#### [Things to do]
(1) Reproduce the stretch of the PEP 3101 revision diff from "- Specification of a new" through "2.x unicode object.", keeping every character as it appears.
(2) Resume the PEP 3101 revision diff, starting right after its last line.

#### [Document segment]
[Python-checkins] r46845 - peps/trunk/pep-3101.txt

Sun Jun 11 02:59:07 CEST 2006

Author: talin
Date: Sun Jun 11 02:59:06 2006
New Revision: 46845

Modified:
   peps/trunk/pep-3101.txt
Log:
Lots of changes - added specification for conversions, error handling, complex field specs and general cleanup.



Modified: peps/trunk/pep-3101.txt
==============================================================================

--- peps/trunk/pep-3101.txt	(original)
+++ peps/trunk/pep-3101.txt	Sun Jun 11 02:59:06 2006
@@ -8,7 +8,7 @@
 Content-Type: text/plain
 Created: 16-Apr-2006
 Python-Version: 3.0
-Post-History: 28-Apr-2006
+Post-History: 28-Apr-2006, 6-May-2006, 10-Jun-2006
 
 
 Abstract
@@ -48,7 +48,7 @@
 
 Specification
 
-    The specification will consist of 4 parts:
+    The specification will consist of the following parts:
 
     - Specification of a new formatting method to be added to the
       built-in string class.
@@ -60,6 +60,26 @@
 
     - Specification of an API for user-defined formatting classes.
 
+    - Specification of how formatting errors are handled.
+    
+    Note on string encodings: Since this PEP is being targeted
+    at Python 3.0, it is assumed that all strings are unicode strings,
+    and that the use of the word 'string' in the context of this
+    document will generally refer to a Python 3.0 string, which is
+    the same as Python 2.x unicode object.
+    
+    If it should happen that this functionality is backported to
+    the 2.x series, then it will be necessary to handle both regular
+    string as well as unicode objects.  All of the function call
+    interfaces described in this PEP can be used for both strings
+    and unicode objects, and in all cases there is sufficient
+    information to be able to properly deduce the output string
+    type (in other words, there is no need for two separate APIs).

#### [Data excerpts]
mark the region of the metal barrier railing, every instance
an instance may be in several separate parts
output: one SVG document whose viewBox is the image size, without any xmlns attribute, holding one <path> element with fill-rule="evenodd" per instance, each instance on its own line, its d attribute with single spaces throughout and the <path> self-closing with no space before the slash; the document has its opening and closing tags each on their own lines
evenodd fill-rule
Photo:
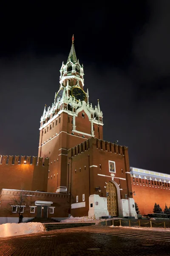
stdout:
<svg viewBox="0 0 170 256">
<path fill-rule="evenodd" d="M 148 224 L 150 224 L 150 227 L 152 227 L 152 224 L 156 224 L 156 225 L 161 225 L 162 224 L 164 224 L 164 228 L 165 229 L 166 229 L 166 225 L 165 225 L 165 222 L 164 221 L 163 222 L 161 222 L 161 223 L 156 223 L 156 222 L 154 222 L 153 221 L 152 222 L 151 221 L 149 221 L 148 222 L 146 222 L 146 223 L 143 223 L 142 222 L 142 223 L 141 223 L 141 221 L 140 220 L 137 221 L 130 221 L 130 220 L 129 220 L 129 221 L 122 221 L 122 219 L 119 219 L 117 221 L 116 221 L 115 220 L 109 220 L 108 218 L 107 219 L 101 219 L 100 218 L 99 218 L 98 219 L 96 219 L 95 217 L 95 215 L 94 215 L 93 216 L 91 216 L 91 217 L 88 217 L 88 216 L 83 216 L 82 217 L 82 219 L 81 220 L 80 220 L 80 221 L 88 221 L 88 219 L 91 219 L 91 222 L 92 222 L 92 221 L 93 220 L 96 220 L 96 221 L 99 221 L 99 224 L 101 225 L 101 222 L 105 222 L 105 225 L 106 226 L 107 226 L 107 221 L 110 221 L 110 226 L 111 226 L 111 221 L 112 221 L 112 225 L 113 226 L 114 226 L 114 222 L 119 222 L 119 226 L 122 226 L 122 223 L 127 223 L 128 224 L 128 226 L 129 227 L 133 227 L 134 226 L 133 226 L 131 225 L 131 224 L 138 224 L 138 225 L 137 226 L 139 226 L 139 227 L 141 227 L 141 224 L 142 225 L 142 226 L 143 225 L 147 225 Z"/>
</svg>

#### [Exercise answers]
(1)
- Specification of a new formatting method to be added to the
       built-in string class.
@@ -60,6 +60,26 @@
 
     - Specification of an API for user-defined formatting classes.
 
+    - Specification of how formatting errors are handled.
+    
+    Note on string encodings: Since this PEP is being targeted
+    at Python 3.0, it is assumed that all strings are unicode strings,
+    and that the use of the word 'string' in the context of this
+    document will generally refer to a Python 3.0 string, which is
+    the same as Python 2.x unicode object.

(2)
+    In all cases, the type of the template string dominates - that
+    is, the result of the conversion will always result in an object
+    that contains the same representation of characters as the
+    input template string.
+
 
 String Methods
 
@@ -75,9 +95,6 @@
     identified by its keyword name, so in the above example, 'c' is
     used to refer to the third argument.
 
-    The result of the format call is an object of the same type
-    (string or unicode) as the format string.
-
 
 Format Strings
 
@@ -90,32 +107,59 @@
 
         "My name is Fred"
 
-    Braces can be escaped using a backslash:
+    Braces can be escaped by doubling:
 
-        "My name is {0} :-\{\}".format('Fred')
+        "My name is {0} :-{{}}".format('Fred')
 
     Which would produce:
 
         "My name is Fred :-{}"
-
+        
     The element within the braces is called a 'field'.  Fields consist
     of a 'field name', which can either be simple or compound, and an
     optional 'conversion specifier'.
+    
+
+Simple and Compound Field Names
 
     Simple field names are either names or numbers. If numbers, they
     must be valid base-10 integers; if names, they must be valid
     Python identifiers.  A number is used to identify a positional
     argument, while a name is used to identify a keyword argument.
+    
+    A compound field name is a combination of multiple simple field
+    names in an expression:
 
-    Compound names are a sequence of simple names seperated by
-    periods:
+        "My name is {0.name}".format(file('out.txt'))
+        
+    This example shows the use of the 'getattr' or 'dot' operator
+    in a field expression. The dot operator allows an attribute of
+    an input value to be specified as the field value.
+
+    The types of expressions that can be used in a compound name
+    have been deliberately limited in order to prevent potential
+    security exploits resulting from the ability to place arbitrary
+    Python expressions inside of strings. Only two operators are
+    supported, the '.' (getattr) operator, and the '[]' (getitem)
+    operator.
+    
+    An example of the 'getitem' syntax:
+    
+        "My name is {0[name]}".format(dict(name='Fred'))
+    
+    It should be noted that the use of 'getitem' within a string is
+    much more limited than its normal use. In the above example, the
+    string 'name' really is the literal string 'name', not a variable
+    named 'name'. The rules for parsing an item key are the same as
+    for parsing a simple name - in other words, if it looks like a
+    number, then its treated as a number, if it looks like an
+    identifier, then it is used as a string.
+    
+    It is not possible to specify arbitrary dictionary keys from
+    within a format string.
 
-        "My name is {0.name} :-\{\}".format(dict(name='Fred'))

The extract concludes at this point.